▶ **Required actions**
1. Decide whether each statement below agrees with the application note on correlative Raman imaging for battery research: (a) the cathode studied came from a sodium-ion battery; (b) the cathode was examined before and after hundreds of charge cycles; (c) the investigation paired Raman imaging with transmission electron microscopy. For each, answer yes or no and quote the words from the note that decide it.
2. Continue the application note on correlative Raman imaging for battery research, starting after its final sentence.

▶ **Page extract**

Segment Open

Correlative Raman Imaging for Battery Research

Application NotebookThe Application Notebook 02-01-2022
Volume 37
Issue S2

This application note describes a correlative Raman–scanning electron microscope (SEM) investigation of a lithium-ion battery cathode before and after hundreds of charge cycles. The technique provides an exceptionally detailed chemical and structural analysis of degradation processes on the nanoscale.

Lithium-ion battery technology is the key enabler of the current revolution in transportation and energy. Improving the performance of Li-ion cells is among the highest priorities in contemporary research and a detailed understanding of how charging cycles affect their electrodes is crucial. In the following, we use correlative Raman imaging and scanning electron (RISE) microscopy to visualize changes in molecular composition and the formation of grain fractures.

Segment Closed

Collected data entries:
Segment Open

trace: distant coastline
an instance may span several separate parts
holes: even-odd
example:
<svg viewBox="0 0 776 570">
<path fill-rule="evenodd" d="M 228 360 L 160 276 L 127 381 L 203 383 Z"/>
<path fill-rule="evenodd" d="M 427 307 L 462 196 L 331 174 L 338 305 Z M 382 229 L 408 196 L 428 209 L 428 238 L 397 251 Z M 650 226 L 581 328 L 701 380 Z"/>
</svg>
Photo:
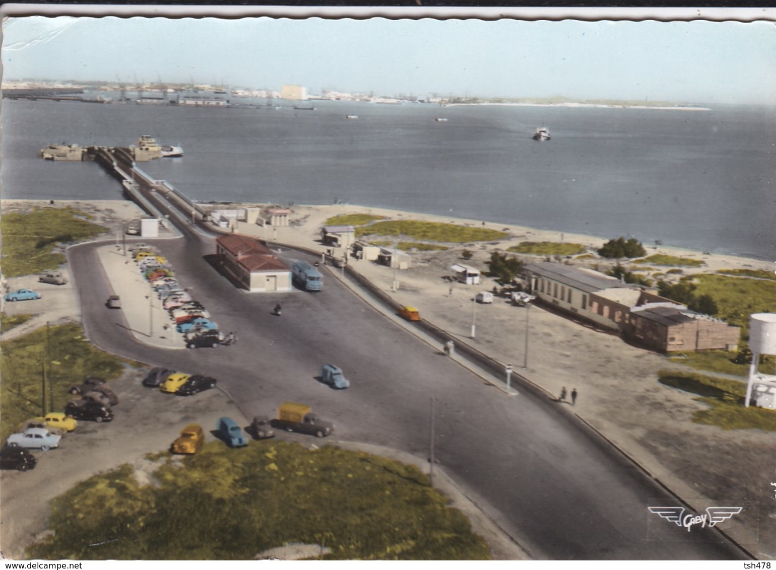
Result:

Segment Closed

▶ **Responses**
1.
(a) No: "a lithium-ion battery cathode"
(b) Yes: "before and after hundreds of charge cycles"
(c) No: "correlative Raman–scanning electron microscope (SEM) investigation"

2.
Experimental Conditions

The investigated lithium nickel manganese cobalt oxide (Li-NMC) cell was subjected to 400 charge cycles, leading to a 40% loss of capacity. Changes in performance are often a result of inhomogeneous degradation in battery electrodes. Local deterioration of microstructure in a Li-NMC battery electrode subjected to fast charging and long-term cycling was studied using a WITec/Tescan RISE microscopy system. This instrument allows samples to be automatically transferred from one measuring position to the other within a common vacuum chamber, enabling the correlation of Raman and SEM data, streamlining the experimental workflow and drastically improving ease of use. Cross sections were created for imaging with the integrated focused ion beam.

Imaging Results

Figure 1: RISE analysis of the cathode of a fast-cycled Li-NMC battery (Sample courtesy of Dean Miller [Tescan USA])

Figure 1: RISE analysis of the cathode of a fast-cycled Li-NMC battery (Sample courtesy of Dean Miller [Tescan USA])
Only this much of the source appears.